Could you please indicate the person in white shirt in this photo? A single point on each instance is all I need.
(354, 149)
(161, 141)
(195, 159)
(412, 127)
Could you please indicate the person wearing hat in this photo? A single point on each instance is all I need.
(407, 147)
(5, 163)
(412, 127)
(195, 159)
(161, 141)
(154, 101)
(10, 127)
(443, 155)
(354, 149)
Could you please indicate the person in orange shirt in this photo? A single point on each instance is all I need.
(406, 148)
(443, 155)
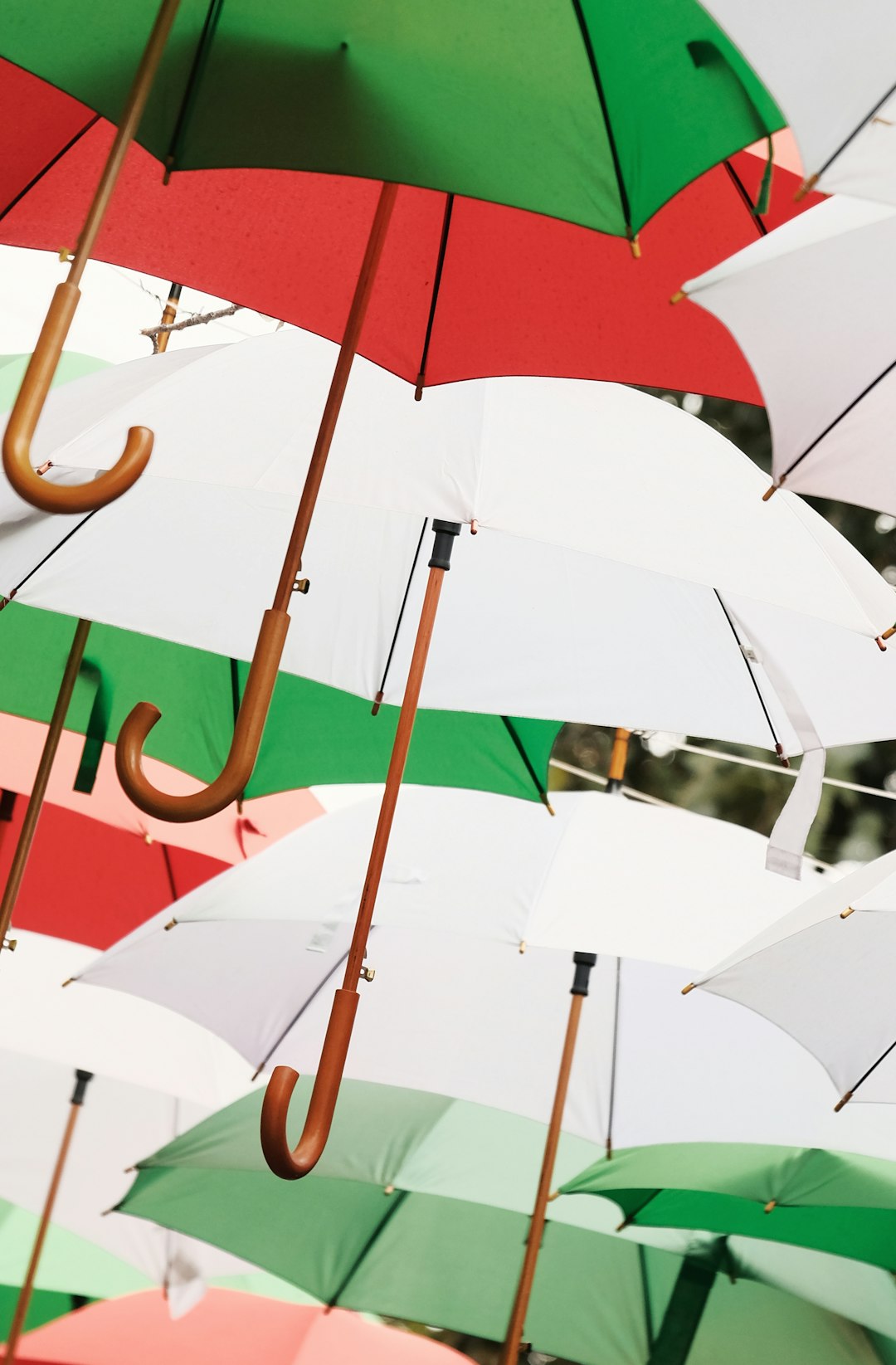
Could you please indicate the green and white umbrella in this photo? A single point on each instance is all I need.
(428, 1223)
(830, 1202)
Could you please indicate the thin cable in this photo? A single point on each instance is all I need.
(48, 556)
(402, 612)
(779, 747)
(612, 1060)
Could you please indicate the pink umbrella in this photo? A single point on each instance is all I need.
(229, 1326)
(228, 836)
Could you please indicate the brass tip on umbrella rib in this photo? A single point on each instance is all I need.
(806, 188)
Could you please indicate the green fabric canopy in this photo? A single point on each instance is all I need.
(586, 110)
(314, 734)
(419, 1210)
(828, 1202)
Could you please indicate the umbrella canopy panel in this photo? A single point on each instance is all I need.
(567, 110)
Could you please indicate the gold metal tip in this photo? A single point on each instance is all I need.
(806, 188)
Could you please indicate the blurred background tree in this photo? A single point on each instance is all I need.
(850, 826)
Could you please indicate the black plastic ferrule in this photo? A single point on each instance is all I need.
(584, 963)
(445, 535)
(82, 1080)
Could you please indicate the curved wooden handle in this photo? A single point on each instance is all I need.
(27, 412)
(292, 1163)
(247, 739)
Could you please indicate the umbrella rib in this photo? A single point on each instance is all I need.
(396, 1202)
(599, 88)
(777, 744)
(48, 556)
(838, 419)
(17, 198)
(739, 186)
(612, 1060)
(851, 135)
(188, 99)
(402, 612)
(527, 762)
(436, 283)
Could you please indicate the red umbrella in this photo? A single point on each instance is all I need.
(464, 288)
(226, 1326)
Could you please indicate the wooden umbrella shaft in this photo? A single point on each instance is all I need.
(27, 1286)
(348, 349)
(38, 789)
(513, 1341)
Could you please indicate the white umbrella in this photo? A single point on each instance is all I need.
(811, 307)
(832, 69)
(824, 973)
(154, 1076)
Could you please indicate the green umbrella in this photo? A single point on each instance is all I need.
(828, 1202)
(315, 734)
(577, 108)
(427, 1221)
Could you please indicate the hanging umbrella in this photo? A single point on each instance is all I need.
(830, 69)
(246, 1327)
(824, 1200)
(825, 366)
(491, 306)
(428, 1221)
(821, 975)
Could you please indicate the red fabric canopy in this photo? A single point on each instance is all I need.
(89, 882)
(519, 294)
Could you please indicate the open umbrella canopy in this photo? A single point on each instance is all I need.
(281, 243)
(823, 973)
(572, 111)
(246, 1327)
(201, 691)
(828, 1202)
(830, 69)
(519, 592)
(427, 1222)
(825, 366)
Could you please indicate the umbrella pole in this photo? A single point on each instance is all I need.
(618, 757)
(292, 1165)
(38, 789)
(27, 1288)
(168, 317)
(513, 1341)
(260, 684)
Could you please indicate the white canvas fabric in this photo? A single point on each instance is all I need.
(824, 976)
(811, 309)
(832, 71)
(156, 1075)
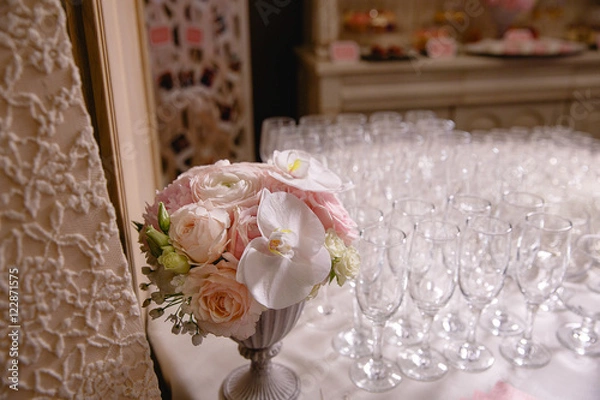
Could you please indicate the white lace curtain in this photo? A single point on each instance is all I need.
(74, 328)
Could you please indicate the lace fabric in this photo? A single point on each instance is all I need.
(74, 327)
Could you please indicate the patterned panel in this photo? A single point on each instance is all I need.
(200, 75)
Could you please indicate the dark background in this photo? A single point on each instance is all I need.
(273, 36)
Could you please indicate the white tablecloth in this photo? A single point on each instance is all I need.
(197, 372)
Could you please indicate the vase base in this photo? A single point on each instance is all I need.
(278, 384)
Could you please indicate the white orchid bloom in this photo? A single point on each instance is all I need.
(281, 267)
(301, 170)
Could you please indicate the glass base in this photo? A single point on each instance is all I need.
(280, 383)
(325, 317)
(450, 326)
(469, 357)
(581, 341)
(375, 376)
(352, 343)
(420, 365)
(499, 322)
(525, 353)
(404, 332)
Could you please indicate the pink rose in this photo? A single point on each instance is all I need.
(221, 305)
(199, 233)
(243, 229)
(225, 185)
(333, 215)
(174, 196)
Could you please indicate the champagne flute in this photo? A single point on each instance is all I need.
(433, 265)
(543, 253)
(513, 207)
(581, 337)
(406, 212)
(269, 135)
(484, 257)
(590, 246)
(353, 342)
(450, 323)
(380, 288)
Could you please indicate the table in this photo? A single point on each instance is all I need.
(197, 372)
(564, 166)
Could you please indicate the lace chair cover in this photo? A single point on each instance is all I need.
(74, 326)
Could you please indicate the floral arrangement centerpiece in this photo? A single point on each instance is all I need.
(227, 241)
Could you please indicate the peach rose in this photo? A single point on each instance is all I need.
(199, 233)
(221, 305)
(243, 229)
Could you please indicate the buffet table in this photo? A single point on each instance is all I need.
(562, 165)
(197, 372)
(478, 92)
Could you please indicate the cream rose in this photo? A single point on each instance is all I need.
(226, 185)
(199, 233)
(347, 266)
(345, 260)
(221, 305)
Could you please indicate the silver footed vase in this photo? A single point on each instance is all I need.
(263, 379)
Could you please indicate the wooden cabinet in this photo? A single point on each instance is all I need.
(477, 92)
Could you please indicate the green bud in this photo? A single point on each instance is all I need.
(138, 226)
(164, 221)
(175, 262)
(159, 238)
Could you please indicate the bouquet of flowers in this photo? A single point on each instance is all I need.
(224, 242)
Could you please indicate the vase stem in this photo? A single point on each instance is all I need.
(263, 379)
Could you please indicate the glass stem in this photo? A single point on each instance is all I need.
(427, 321)
(377, 341)
(586, 332)
(357, 321)
(531, 313)
(325, 308)
(472, 335)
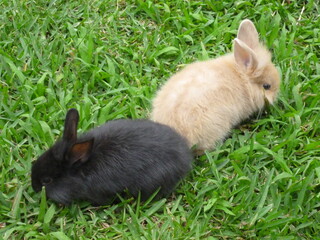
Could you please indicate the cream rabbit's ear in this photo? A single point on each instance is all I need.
(247, 33)
(244, 56)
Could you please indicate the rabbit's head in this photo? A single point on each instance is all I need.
(52, 168)
(254, 64)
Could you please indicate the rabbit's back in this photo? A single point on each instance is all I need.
(138, 155)
(203, 101)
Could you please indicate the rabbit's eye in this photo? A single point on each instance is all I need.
(266, 86)
(46, 181)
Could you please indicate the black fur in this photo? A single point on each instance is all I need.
(132, 155)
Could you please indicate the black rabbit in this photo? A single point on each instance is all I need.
(119, 156)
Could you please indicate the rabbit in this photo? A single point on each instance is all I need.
(118, 157)
(205, 100)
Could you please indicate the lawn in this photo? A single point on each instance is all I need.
(107, 59)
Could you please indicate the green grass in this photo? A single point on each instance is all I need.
(107, 59)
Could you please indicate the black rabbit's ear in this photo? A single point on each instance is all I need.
(70, 125)
(80, 152)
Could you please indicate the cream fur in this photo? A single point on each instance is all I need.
(206, 99)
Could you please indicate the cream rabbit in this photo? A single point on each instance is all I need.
(207, 99)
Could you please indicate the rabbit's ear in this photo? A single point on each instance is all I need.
(80, 152)
(248, 34)
(244, 56)
(70, 126)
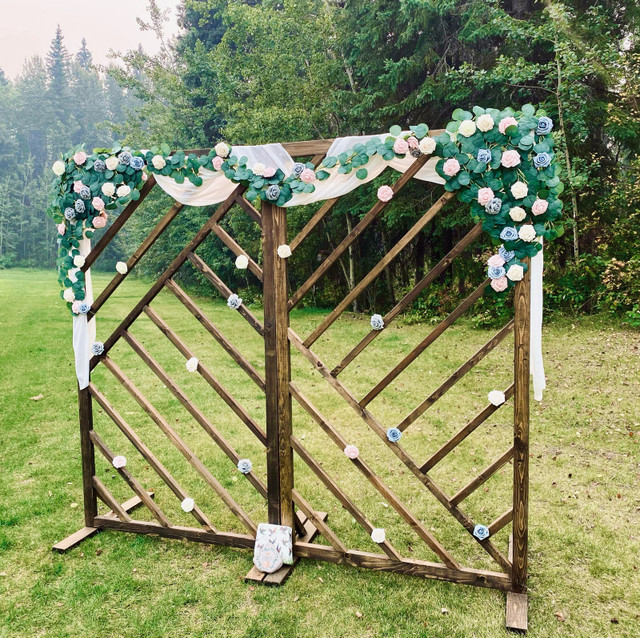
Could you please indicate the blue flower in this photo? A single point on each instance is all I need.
(393, 434)
(494, 206)
(481, 532)
(273, 192)
(509, 233)
(484, 155)
(545, 124)
(541, 160)
(507, 255)
(245, 466)
(137, 163)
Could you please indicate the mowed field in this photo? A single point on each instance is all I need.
(584, 503)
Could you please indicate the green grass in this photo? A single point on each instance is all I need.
(584, 506)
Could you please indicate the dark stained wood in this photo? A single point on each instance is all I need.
(412, 295)
(522, 319)
(377, 269)
(425, 343)
(117, 224)
(277, 368)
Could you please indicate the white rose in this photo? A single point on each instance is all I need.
(519, 190)
(58, 168)
(467, 128)
(242, 262)
(427, 145)
(515, 272)
(112, 163)
(485, 122)
(158, 162)
(109, 189)
(284, 251)
(517, 214)
(527, 233)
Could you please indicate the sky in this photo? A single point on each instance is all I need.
(27, 27)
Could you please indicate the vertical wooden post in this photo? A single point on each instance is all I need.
(277, 368)
(522, 323)
(85, 412)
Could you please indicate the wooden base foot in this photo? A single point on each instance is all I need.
(86, 532)
(279, 577)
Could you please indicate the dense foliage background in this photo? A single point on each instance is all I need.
(253, 71)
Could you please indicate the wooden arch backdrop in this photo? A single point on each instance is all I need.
(286, 505)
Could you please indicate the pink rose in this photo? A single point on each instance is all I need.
(451, 167)
(540, 206)
(307, 175)
(385, 193)
(506, 123)
(485, 195)
(510, 159)
(500, 284)
(401, 146)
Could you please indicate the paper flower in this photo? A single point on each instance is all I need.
(378, 535)
(393, 434)
(284, 251)
(351, 452)
(481, 532)
(242, 262)
(187, 504)
(234, 302)
(377, 322)
(119, 461)
(245, 466)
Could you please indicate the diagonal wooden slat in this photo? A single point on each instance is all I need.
(456, 376)
(377, 208)
(149, 457)
(483, 477)
(464, 432)
(412, 295)
(425, 343)
(377, 269)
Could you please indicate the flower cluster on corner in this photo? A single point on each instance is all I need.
(503, 164)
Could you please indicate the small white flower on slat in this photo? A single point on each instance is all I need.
(284, 251)
(118, 462)
(242, 261)
(378, 535)
(188, 504)
(496, 397)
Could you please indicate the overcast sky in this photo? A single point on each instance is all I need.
(27, 27)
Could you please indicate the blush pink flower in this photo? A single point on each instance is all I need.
(510, 159)
(385, 193)
(540, 206)
(500, 284)
(307, 175)
(451, 167)
(506, 122)
(401, 146)
(485, 195)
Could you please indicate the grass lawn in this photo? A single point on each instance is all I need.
(585, 473)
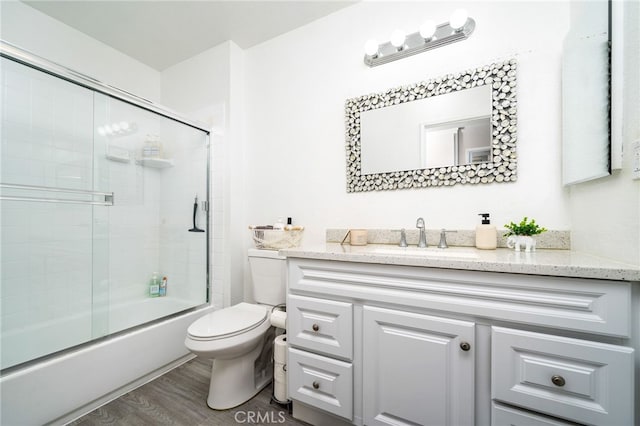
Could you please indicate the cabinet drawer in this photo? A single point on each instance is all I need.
(502, 415)
(579, 380)
(321, 382)
(320, 325)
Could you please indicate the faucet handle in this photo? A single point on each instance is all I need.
(443, 238)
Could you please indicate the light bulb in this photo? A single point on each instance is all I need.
(428, 29)
(458, 19)
(371, 47)
(397, 39)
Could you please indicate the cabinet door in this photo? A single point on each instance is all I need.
(418, 369)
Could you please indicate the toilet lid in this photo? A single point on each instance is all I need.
(228, 322)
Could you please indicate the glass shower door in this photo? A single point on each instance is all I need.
(46, 213)
(97, 196)
(156, 166)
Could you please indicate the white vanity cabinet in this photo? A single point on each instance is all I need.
(374, 344)
(417, 369)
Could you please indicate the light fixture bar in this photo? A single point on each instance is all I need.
(415, 43)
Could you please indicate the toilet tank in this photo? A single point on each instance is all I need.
(267, 276)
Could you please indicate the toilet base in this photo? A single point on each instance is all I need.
(235, 381)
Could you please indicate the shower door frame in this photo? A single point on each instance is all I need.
(21, 56)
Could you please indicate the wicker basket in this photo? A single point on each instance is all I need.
(275, 239)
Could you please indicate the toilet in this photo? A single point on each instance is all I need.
(239, 338)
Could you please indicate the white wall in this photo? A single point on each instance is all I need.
(36, 32)
(605, 212)
(296, 88)
(202, 88)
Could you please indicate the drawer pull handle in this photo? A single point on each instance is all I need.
(557, 380)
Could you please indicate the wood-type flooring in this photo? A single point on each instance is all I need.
(179, 398)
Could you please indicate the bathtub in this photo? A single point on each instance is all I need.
(65, 387)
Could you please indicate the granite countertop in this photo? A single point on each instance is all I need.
(565, 263)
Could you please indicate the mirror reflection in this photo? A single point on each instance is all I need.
(446, 130)
(456, 129)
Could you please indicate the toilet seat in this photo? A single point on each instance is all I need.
(228, 322)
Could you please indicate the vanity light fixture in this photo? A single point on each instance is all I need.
(430, 36)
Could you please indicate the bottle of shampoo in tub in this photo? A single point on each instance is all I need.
(486, 234)
(154, 285)
(163, 287)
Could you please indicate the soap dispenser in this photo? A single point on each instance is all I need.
(486, 234)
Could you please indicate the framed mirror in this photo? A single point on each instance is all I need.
(455, 129)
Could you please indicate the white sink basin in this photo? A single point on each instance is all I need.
(427, 252)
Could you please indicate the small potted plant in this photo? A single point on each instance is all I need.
(521, 234)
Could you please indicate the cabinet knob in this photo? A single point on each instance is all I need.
(557, 380)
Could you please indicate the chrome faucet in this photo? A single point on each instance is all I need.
(422, 241)
(443, 238)
(403, 238)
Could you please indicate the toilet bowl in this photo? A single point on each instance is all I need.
(239, 339)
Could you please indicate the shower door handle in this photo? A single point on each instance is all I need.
(107, 200)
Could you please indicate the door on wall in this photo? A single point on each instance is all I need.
(417, 369)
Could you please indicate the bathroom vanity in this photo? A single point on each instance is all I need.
(381, 335)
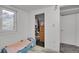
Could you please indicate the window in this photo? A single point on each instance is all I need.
(8, 20)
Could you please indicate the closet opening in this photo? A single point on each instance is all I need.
(39, 29)
(69, 29)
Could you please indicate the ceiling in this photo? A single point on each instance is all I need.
(30, 7)
(69, 9)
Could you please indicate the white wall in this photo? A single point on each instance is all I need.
(76, 29)
(68, 29)
(22, 29)
(52, 26)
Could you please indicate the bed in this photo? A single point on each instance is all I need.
(22, 46)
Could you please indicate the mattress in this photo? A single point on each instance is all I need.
(13, 48)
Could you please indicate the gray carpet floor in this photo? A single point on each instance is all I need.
(66, 48)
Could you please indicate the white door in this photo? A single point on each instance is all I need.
(68, 29)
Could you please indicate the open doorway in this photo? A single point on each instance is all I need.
(39, 29)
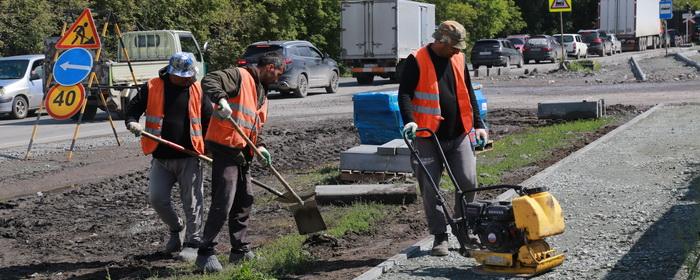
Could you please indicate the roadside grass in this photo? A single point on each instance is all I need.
(522, 149)
(583, 66)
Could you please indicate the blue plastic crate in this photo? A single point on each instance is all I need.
(377, 117)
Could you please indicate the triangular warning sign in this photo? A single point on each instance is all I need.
(82, 34)
(560, 4)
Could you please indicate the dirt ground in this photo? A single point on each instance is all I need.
(102, 223)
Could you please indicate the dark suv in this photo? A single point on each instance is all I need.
(495, 52)
(597, 41)
(307, 67)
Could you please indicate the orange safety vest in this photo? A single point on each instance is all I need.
(245, 112)
(154, 115)
(426, 101)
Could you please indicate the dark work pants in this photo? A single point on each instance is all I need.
(231, 199)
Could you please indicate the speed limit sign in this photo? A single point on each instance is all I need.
(62, 102)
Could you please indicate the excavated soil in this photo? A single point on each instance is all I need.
(100, 223)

_ _ _

Only the lines from the one with "Could you please indicate the orange" through the last line of the records belong in the answer, each copied exactly.

● Exercise result
Could you please indicate the orange safety vest in this photo? A single point on each instance is all I need.
(245, 112)
(154, 115)
(426, 101)
Could you please indicate the dark work pants in this photo? A single point on each instance is all I need.
(231, 199)
Could you please indicate the speed limit sign in this photo? A single point on each instance is all I need.
(62, 102)
Could you please indicate the excavated soil in this photo? A single point on each instance is all I need.
(100, 223)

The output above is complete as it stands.